Can you quote the material verbatim, from its first line through the line that contains "box: [427, 492, 445, 524]"?

▸ **DATA FOR THIS TASK**:
☆ ☆ ☆

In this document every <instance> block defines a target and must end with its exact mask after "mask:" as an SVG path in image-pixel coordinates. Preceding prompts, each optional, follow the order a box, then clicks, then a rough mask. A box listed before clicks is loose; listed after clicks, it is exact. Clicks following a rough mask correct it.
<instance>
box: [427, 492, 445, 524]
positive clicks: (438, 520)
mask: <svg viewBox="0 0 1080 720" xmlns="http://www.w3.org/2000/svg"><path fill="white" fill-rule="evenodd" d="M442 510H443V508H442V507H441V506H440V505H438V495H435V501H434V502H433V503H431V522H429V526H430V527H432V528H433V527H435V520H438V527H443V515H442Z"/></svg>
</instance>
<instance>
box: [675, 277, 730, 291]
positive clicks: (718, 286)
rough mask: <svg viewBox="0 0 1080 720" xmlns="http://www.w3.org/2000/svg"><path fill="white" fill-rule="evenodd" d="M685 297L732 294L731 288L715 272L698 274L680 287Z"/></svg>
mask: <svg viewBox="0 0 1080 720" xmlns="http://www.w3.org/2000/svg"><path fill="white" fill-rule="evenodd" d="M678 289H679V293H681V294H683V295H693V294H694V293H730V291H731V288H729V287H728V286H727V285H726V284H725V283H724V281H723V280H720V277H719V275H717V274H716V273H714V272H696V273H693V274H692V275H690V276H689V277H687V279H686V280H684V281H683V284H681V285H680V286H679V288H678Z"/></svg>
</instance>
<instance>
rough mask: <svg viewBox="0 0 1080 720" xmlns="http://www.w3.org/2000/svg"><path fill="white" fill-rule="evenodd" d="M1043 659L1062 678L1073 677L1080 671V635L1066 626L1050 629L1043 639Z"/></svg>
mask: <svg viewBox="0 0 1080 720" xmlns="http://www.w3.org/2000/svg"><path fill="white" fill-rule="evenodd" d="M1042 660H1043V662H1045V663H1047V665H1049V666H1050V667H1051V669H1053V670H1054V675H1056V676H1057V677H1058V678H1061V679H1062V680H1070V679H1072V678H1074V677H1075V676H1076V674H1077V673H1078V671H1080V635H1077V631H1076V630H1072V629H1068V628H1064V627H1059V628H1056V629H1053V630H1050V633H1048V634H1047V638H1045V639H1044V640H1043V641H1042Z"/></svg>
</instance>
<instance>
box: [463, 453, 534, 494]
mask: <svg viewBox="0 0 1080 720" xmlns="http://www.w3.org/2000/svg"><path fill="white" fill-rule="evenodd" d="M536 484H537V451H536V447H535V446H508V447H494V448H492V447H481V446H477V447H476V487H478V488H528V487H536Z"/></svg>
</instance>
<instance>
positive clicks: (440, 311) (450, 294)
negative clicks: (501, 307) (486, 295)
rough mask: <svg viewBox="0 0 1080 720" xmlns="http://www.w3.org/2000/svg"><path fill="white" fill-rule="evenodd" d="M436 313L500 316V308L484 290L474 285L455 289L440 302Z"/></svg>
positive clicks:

☆ ☆ ☆

▸ **OUTPUT OF THE TASK**:
In this document every <instance> block defines a target and must end with its exact mask after "mask:" as an SVG path in image-pixel coordinates. Preceding prompts, each optional, follow the order a box, then clicks, then a rough mask. A box listed before clicks is loose; listed after clicks, it is exact. Clicks following a rough mask correct it.
<instance>
box: [427, 492, 445, 524]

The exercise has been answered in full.